### Directions for this task
Rewrite every line of the material below, substituting "reference output" for each occurrence of "expected output" and leaving everything else unchanged.

— START Data for processing —

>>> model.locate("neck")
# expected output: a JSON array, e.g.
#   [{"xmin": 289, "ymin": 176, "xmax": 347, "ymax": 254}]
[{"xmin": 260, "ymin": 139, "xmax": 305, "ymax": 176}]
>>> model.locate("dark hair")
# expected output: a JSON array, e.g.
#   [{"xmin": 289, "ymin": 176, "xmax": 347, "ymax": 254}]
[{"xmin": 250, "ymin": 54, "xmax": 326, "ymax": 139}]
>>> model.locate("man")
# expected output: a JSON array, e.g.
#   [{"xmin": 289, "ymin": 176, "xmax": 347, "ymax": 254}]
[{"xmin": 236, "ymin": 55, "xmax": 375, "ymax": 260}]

— END Data for processing —

### Worked solution
>>> model.locate("neck")
# reference output: a JSON array, e.g.
#   [{"xmin": 289, "ymin": 176, "xmax": 347, "ymax": 254}]
[{"xmin": 260, "ymin": 139, "xmax": 305, "ymax": 176}]
>>> model.locate("dark hair")
# reference output: a JSON array, e.g.
#   [{"xmin": 289, "ymin": 176, "xmax": 347, "ymax": 254}]
[{"xmin": 250, "ymin": 54, "xmax": 326, "ymax": 139}]
>>> model.locate("man")
# reference output: a JSON array, e.g.
#   [{"xmin": 289, "ymin": 176, "xmax": 347, "ymax": 254}]
[{"xmin": 236, "ymin": 55, "xmax": 375, "ymax": 260}]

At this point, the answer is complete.